Passage:

The Feast of Saint Mark (Festa di san Marco), also known as the rosebud festival (Venetian: festa del bócoło), is a festival in Venice held on 25 April celebrating Venice's patron saint, Saint Mark. On this day, men traditionally give a single rosebud to the women they love.

According to legend, the tradition originated in the 8th century, when a man of low social standing is said to have fallen in love with a noblewoman from Venice. In order to win her father's approval, he became involved in a distant war. He was mortally wounded in battle, but managed to pluck a rose from a nearby rosebush for his loved one. A companion was entrusted with returning the blood-stained rose to his lover.

Dataset entries:
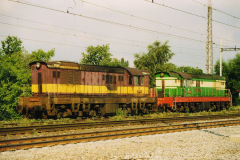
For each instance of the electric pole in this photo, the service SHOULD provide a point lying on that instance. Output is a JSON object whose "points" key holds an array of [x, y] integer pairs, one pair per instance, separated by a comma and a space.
{"points": [[209, 59]]}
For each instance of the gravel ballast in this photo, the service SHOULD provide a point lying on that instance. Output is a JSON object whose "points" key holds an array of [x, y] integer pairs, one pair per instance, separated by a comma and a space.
{"points": [[197, 144]]}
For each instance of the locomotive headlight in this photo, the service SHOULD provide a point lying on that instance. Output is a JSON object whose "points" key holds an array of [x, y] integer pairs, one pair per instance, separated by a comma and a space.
{"points": [[38, 65]]}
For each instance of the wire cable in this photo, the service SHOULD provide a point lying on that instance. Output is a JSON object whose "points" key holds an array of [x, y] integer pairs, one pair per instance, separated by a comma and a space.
{"points": [[115, 23], [191, 14]]}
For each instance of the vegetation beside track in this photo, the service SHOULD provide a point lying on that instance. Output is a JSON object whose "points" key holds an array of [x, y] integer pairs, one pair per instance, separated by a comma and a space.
{"points": [[120, 116]]}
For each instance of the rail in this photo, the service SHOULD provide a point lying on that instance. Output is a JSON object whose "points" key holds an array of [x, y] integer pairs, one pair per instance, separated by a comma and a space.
{"points": [[74, 126], [26, 143], [197, 92]]}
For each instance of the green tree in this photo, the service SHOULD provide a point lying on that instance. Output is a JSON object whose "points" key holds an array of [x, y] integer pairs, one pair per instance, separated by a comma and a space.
{"points": [[11, 45], [40, 55], [158, 55], [231, 72], [14, 74], [100, 55], [190, 70], [116, 63]]}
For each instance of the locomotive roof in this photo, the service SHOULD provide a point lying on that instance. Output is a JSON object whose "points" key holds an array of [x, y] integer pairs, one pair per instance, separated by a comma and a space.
{"points": [[195, 76], [91, 68]]}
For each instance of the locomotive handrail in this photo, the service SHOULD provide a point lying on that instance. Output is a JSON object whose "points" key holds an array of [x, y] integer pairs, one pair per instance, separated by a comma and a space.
{"points": [[197, 92]]}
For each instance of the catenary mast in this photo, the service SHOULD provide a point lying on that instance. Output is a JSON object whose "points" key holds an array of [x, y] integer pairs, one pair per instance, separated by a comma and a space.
{"points": [[209, 59]]}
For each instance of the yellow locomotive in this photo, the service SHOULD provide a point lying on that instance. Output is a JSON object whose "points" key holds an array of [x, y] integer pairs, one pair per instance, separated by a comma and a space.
{"points": [[62, 89]]}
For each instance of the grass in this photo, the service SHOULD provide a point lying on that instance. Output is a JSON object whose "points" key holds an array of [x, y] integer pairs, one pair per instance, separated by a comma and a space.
{"points": [[120, 116]]}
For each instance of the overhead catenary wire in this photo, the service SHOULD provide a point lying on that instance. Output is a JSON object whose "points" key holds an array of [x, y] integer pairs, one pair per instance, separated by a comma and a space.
{"points": [[218, 10], [191, 14], [152, 20], [115, 23], [82, 32], [143, 42]]}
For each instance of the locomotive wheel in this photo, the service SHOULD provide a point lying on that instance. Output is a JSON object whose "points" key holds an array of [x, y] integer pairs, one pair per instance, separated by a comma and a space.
{"points": [[59, 115]]}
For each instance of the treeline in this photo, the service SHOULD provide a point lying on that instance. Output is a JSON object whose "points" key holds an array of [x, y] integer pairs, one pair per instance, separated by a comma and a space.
{"points": [[15, 73]]}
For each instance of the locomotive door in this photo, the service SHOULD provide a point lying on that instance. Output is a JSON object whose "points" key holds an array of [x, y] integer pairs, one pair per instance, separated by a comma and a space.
{"points": [[161, 93], [39, 82], [56, 80]]}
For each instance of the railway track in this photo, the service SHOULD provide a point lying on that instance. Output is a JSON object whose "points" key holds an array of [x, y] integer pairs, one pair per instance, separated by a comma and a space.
{"points": [[75, 126], [26, 143]]}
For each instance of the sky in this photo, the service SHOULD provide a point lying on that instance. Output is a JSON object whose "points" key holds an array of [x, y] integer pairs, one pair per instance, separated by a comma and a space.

Problems to solve:
**1)** In the passage on the Feast of Saint Mark, what do men traditionally give to the women they love?
**2)** Extend the passage on the Feast of Saint Mark beyond its final sentence.
The entries have no connection to the passage on the Feast of Saint Mark.

Responses:
**1)** A single rosebud.

**2)**
===Lithuania===
In Lithuania, St. Mark is considered the guardian of earth and harvests. There was a ban on eating meat in order to have a good harvest. People avoided "touching the earth", i.e. no plowing or digging, to give the earth a rest before the upcoming hard work of planting and harvest.

===Mexico===
This festivity is celebrated in the city of Aguascalientes, Mexico on the same date. It gives name to one of the most celebrated festivities, the Saint Mark National Fair (Spanish: Feria Nacional de San Marcos) which runs generally for three weeks around this date.

Also, in Paraíso, Tabasco, Mexico, Saint Mark is celebrated the 25 April due to his patronage of that city.